[TASK] Please copy out every one of the following entries verbatim, line by line.

[MATERIAL FOR THIS TASK]

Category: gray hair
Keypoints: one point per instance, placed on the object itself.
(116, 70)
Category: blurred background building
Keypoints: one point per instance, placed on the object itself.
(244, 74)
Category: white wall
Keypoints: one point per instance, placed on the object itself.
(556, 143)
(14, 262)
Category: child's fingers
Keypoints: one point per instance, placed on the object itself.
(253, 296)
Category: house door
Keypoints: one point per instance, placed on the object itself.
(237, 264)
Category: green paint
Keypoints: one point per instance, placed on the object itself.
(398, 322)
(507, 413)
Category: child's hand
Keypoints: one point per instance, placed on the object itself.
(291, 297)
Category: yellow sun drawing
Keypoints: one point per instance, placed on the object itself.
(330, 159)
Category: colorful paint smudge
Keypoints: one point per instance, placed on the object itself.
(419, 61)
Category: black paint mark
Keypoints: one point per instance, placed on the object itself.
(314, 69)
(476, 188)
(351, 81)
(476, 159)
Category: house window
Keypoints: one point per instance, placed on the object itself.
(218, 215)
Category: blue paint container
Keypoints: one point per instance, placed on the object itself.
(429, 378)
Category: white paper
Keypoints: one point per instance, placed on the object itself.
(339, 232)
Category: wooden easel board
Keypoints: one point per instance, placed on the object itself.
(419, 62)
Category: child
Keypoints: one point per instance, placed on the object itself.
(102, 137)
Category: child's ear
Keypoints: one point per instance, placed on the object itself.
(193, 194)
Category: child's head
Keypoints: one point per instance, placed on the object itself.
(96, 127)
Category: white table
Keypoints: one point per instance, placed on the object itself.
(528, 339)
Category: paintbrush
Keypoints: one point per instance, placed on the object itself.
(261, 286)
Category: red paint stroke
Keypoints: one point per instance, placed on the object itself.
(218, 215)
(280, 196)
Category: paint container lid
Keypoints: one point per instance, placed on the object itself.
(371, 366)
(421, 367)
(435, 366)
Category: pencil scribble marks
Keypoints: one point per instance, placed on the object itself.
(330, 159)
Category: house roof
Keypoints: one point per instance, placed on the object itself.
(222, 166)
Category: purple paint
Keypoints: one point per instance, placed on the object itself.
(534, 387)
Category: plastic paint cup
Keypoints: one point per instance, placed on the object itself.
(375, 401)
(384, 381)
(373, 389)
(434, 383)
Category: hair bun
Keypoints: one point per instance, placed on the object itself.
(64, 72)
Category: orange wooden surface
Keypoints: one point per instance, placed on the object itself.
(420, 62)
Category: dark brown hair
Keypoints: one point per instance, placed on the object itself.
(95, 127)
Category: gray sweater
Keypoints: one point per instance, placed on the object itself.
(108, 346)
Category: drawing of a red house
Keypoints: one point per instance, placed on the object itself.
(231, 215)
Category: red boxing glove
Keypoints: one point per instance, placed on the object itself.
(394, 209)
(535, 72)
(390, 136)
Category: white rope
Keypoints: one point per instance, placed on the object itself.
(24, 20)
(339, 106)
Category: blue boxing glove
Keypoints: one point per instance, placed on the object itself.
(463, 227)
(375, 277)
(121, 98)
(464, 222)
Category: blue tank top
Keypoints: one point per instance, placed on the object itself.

[EXERCISE RESULT]
Category: gray hair
Keypoints: one point per instance, placed on the object itself.
(116, 70)
Category: blurred background building
Keypoints: one point per instance, placed on the object itself.
(244, 74)
Category: white wall
Keypoints: one point per instance, placed on the object itself.
(556, 143)
(14, 262)
Category: child's fingers
Keypoints: one point per instance, placed on the object itself.
(253, 296)
Category: house door
Keypoints: one point per instance, placed on the object itself.
(237, 264)
Category: green paint
Keypoints: one point per instance, placed on the object itself.
(398, 322)
(507, 413)
Category: child's hand
Keypoints: one point per instance, placed on the object itself.
(291, 297)
Category: yellow sun drawing
Keypoints: one point per instance, placed on the object itself.
(330, 159)
Category: colorful paint smudge
Keypoints: one point per instance, placed on the object itself.
(419, 61)
Category: black paint mark
Keypoints: one point per instance, placed on the object itself.
(314, 69)
(476, 188)
(351, 81)
(476, 159)
Category: house window
Keypoints: one point per instance, placed on the object itself.
(218, 215)
Category: blue paint container
Keypoints: one point per instance, placed on the object itself.
(429, 378)
Category: white paper
Keypoints: one point per instance, placed on the object itself.
(339, 232)
Category: wooden easel board
Keypoints: one point per instance, placed on the object itself.
(419, 62)
Category: child
Keypoints: one point per instance, placed on the object itself.
(102, 137)
Category: child's ear
Keypoints: one point per instance, placed on the object itself.
(193, 194)
Category: child's head
Keypoints: one point per instance, placed on the object itself.
(96, 127)
Category: white table
Keypoints: one point per instance, placed on the object itself.
(528, 339)
Category: paintbrush
Keypoints: one point per instance, placed on the object itself.
(261, 286)
Category: red paint stroke
Keypoints: one point per instance, placed on the object itself.
(218, 215)
(280, 196)
Category: paint container lid
Keypoints: one point per instance, placed on the object itself.
(371, 366)
(421, 367)
(435, 366)
Category: pencil scribble marks
Keypoints: one point per instance, placed on the object itself.
(330, 159)
Category: house roof
Keypoints: one point per instance, placed on the object itself.
(222, 166)
Category: purple paint
Keypoints: one point per instance, placed on the object itself.
(534, 387)
Category: plastic paint cup
Keypoints: one point per instance, placed on the object itself.
(375, 401)
(384, 381)
(373, 389)
(434, 383)
Category: hair bun
Keypoints: one point per instance, placed on the object itself.
(64, 72)
Category: orange wooden surface
Keypoints: one point per instance, placed on the object itself.
(420, 62)
Category: dark brown hair
Keypoints: one point per instance, placed on the object itself.
(95, 127)
Category: gray sweater
Keypoints: one point per instance, placed on the object itself.
(108, 346)
Category: drawing of a red house
Keypoints: one point per instance, placed on the object itself.
(231, 215)
Category: red boxing glove
Keypoints: one point per instance, placed on the object itself.
(394, 209)
(535, 72)
(390, 136)
Category: white rope
Keypoints: one point per instance, placed on the object itself.
(24, 20)
(339, 106)
Category: blue boxing glove
Keypoints: one point per instance, placed on the object itself.
(463, 227)
(375, 277)
(121, 98)
(464, 222)
Category: blue tank top
Keypoints: one point per instance, placed on the object itself.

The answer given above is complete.